Segment Start: Records for processing
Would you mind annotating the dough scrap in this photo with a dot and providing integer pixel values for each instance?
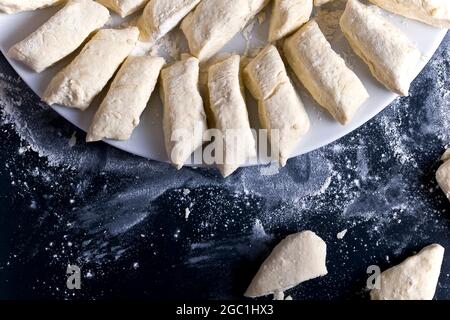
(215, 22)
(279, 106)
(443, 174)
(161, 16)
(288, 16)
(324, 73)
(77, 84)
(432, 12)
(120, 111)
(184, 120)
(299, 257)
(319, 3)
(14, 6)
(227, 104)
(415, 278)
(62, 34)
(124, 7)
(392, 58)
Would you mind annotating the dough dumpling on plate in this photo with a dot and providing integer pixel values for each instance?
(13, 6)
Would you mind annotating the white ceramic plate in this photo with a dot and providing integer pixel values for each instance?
Segment End: Records for processing
Segment Start: Records for processing
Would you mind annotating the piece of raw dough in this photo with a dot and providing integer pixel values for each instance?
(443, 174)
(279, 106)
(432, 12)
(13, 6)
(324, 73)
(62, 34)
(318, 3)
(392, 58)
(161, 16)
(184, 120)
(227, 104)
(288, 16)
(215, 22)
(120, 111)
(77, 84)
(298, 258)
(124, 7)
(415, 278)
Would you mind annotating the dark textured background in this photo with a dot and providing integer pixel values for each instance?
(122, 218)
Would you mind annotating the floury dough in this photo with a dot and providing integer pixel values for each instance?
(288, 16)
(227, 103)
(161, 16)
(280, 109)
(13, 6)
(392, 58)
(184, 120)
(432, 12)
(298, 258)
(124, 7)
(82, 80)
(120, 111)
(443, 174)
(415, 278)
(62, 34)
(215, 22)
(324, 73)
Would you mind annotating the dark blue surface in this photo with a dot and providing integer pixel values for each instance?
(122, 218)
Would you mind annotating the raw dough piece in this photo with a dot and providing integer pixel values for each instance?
Segment End: Records for processing
- [Task prompt] In the data above, find the line containing "Would you mind annotating the dough scrap" and the line containing "Would you mind annotating the white". Repeat those two lines and everything between them exactly, minus the pictures.

- [Task result]
Would you mind annotating the dough scrap in this photo with a dot and providing integer pixel values for each instance?
(215, 22)
(279, 106)
(443, 174)
(161, 16)
(288, 16)
(324, 73)
(77, 84)
(432, 12)
(120, 111)
(184, 120)
(299, 257)
(319, 3)
(14, 6)
(227, 104)
(415, 278)
(62, 34)
(124, 7)
(392, 58)
Would you mind annotating the dough dumpling on plate in this photo with a dot and providing integer pixel values for each instance?
(13, 6)
Would you mind annotating the white ceramic plate in this photo with a dot and providing integer pixel values for each instance?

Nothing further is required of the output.